To be done:
Continue the list of Durham collections documenting Black life, starting after its final entry.
═════ Text to read ═════
Collections Documenting Black Life in the Bull City

Personal Papers

  • Leslie Brown papers, 1936-2010 - There is also extensive information regarding her professional interest in African-American history and the preparation of oral histories, especially those related to the Behind the Veil project at Duke University's Center for Documentary Studies. Her first book, Upbuilding Black Durham: Gender, Class, and Black Community Development in the Jim Crow South, won the Organization of American Historians' Frederick Jackson Turner Award. 
  • Helen G. Edmonds papers, 1951-1994 - African-American educator and historian; professor of history at N.C. Central University, Durham, N.C. Collection contains primarily correspondence and printed materials, including speeches, clippings, and photocopies. 
  • Miles Mark Fisher funeral order of service, 1970 December, 18 - Miles Mark Fisher was born on October 29, 1899 in Atlanta, Georgia. He was an African American, a historian, an author, as well as a minister at White Rock Baptist Church in Durham, N.C. 
  • John Hope Franklin papers, 1891-2010 - Dr. John Hope Franklin was a renowned scholar of the African American experience in the American South. From 1943-1947, Franklin and his wife Aurelia were residents of Durham, where he was professor at North Carolina College (now North Carolina Central University) when he wrote his  work, From Slavery to Freedom: The Negro in the Americas (1947). Aurelia also worked as a librarian at the North Carolina College law library during that time. They returned to Durham in 1979 and John Hope Franklin was appointed as the James B. Duke professor of History at Duke University in 1980. Both were involved in community and civic organizations throughout their lives in Durham.
  • Rencher Nicholas Harris papers, 1851-1980 (digitized content) - African American civic leader during the period following the Brown decision of 1954 and the Civil Rights Movement. Harris was the first African American city councilman in Durham, N.C., and the first black man to sit on the Durham County Board of Education.
═════ Dataset content ═════
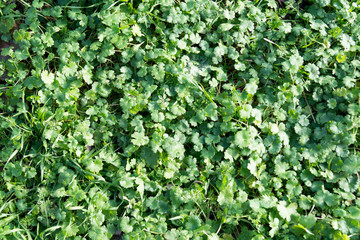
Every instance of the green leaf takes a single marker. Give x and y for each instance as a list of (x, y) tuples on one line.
[(287, 211)]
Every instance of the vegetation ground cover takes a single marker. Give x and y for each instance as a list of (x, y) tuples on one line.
[(179, 119)]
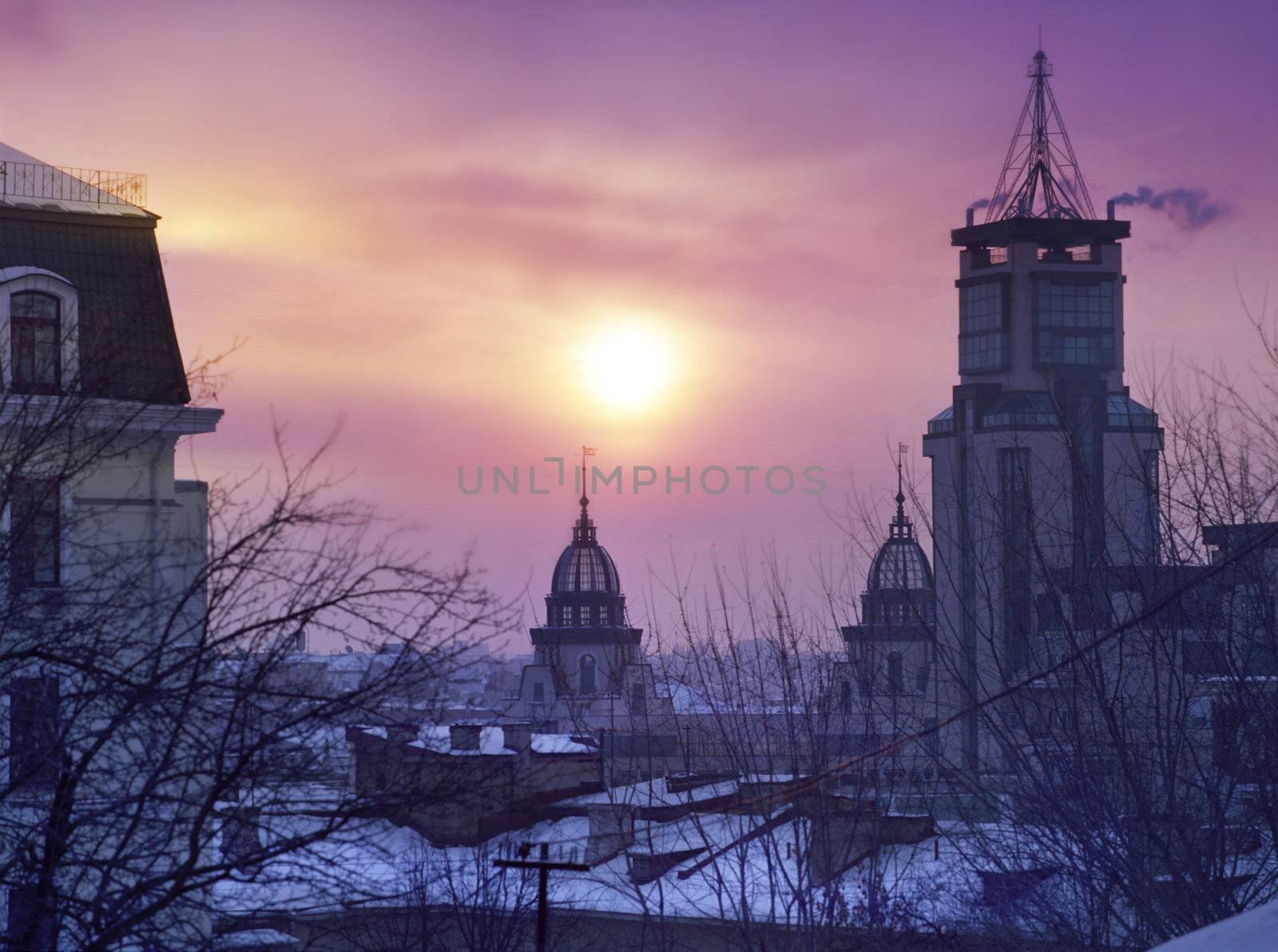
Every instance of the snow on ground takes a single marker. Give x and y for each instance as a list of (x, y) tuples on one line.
[(1254, 930)]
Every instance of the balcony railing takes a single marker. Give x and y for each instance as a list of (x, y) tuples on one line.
[(65, 184)]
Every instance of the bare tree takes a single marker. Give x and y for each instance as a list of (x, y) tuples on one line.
[(150, 651)]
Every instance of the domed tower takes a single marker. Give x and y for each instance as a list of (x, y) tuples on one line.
[(892, 651), (587, 656), (900, 588), (585, 588)]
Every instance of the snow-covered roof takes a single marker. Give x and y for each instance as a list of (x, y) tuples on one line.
[(1256, 928), (29, 180), (256, 939)]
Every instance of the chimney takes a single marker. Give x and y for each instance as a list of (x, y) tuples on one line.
[(402, 734), (464, 736), (518, 735)]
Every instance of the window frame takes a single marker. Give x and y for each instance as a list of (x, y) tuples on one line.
[(1054, 339), (46, 502), (32, 326), (1000, 331)]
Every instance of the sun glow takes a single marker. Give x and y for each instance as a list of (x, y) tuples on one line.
[(629, 366)]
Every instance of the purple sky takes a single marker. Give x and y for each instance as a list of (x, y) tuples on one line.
[(415, 215)]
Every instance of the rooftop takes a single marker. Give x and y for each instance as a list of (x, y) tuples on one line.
[(29, 183)]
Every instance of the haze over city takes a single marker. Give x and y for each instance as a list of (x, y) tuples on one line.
[(432, 223)]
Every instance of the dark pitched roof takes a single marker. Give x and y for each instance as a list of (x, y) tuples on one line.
[(128, 344)]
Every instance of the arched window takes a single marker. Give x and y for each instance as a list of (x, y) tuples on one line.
[(36, 342), (895, 676)]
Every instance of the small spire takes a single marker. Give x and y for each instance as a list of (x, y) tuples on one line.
[(1041, 177), (583, 530), (901, 527)]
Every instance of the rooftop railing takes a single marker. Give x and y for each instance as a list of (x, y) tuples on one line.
[(57, 183)]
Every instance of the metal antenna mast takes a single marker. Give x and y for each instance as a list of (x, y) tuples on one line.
[(1041, 177)]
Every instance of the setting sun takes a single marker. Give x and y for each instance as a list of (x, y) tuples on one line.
[(629, 366)]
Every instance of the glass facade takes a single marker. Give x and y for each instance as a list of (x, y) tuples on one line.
[(1125, 413), (1024, 409), (984, 351), (981, 307), (900, 564), (1074, 323), (983, 340)]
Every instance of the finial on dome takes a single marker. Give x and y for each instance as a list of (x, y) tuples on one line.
[(583, 532), (901, 526)]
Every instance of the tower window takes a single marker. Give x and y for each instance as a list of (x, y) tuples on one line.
[(35, 534), (983, 340), (895, 674), (981, 307), (983, 351), (1074, 323), (34, 732), (36, 342)]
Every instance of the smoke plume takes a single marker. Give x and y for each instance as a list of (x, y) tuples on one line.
[(1188, 208)]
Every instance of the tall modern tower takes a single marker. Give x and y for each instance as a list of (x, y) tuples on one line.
[(1045, 470)]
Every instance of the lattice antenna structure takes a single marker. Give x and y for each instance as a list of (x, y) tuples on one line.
[(1041, 177)]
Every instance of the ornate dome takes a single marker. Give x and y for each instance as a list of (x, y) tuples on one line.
[(900, 587), (900, 565), (585, 568), (585, 589)]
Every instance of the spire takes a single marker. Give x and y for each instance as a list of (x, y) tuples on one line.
[(583, 530), (1041, 177), (901, 528)]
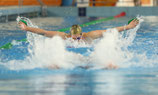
═════
Output of the task:
  • Charles N. Hunter papers, 1850s-1932 (digitized content) - Black educator, journalist, and reformer from Raleigh, North Carolina. he material discusses and illuminates the problems experienced by emancipated blacks during Reconstruction and into the early 20th century, encompassing agriculture, business, race relations, reconstruction, education, politics, voting rights, and economic improvement for African Americans. Other topics include Durham and Raleigh, N.C. history.
  • Eric Daniel Moore papers, 1946-1963 - Collection contains a draft entitled "North Carolina Library Legislation," apparently written by D.E. Moore, dean of the School of Library Science, North Carolina College at Durham in the 1950s. Includes miscellaneous notes and forms concerning the status of African-Americans in Durham.
  • Gwendolyn M. Parker, 1967-1998 - Gwendolyn M. Parker is an author and memoirist whose work has chronicled the experience of the black middle class in America. She was born in Durham and lived in the Hay-Ti section of Durham until 1960 when she moved with her family to Mount Vernon, New York. 
  • William Gaston Pearson scrapbook, 1913-1976 - Scrapbook of clippings and printed material which reflect the career and business accomplishments and life of William Pearson, 
  • Fannie B. Rosser papers, 1860s-1973 - Correspondence, legal and financial papers, printed materials, and photographs document the personal relationships and professional activities of Rosser, a successful single African American businesswoman.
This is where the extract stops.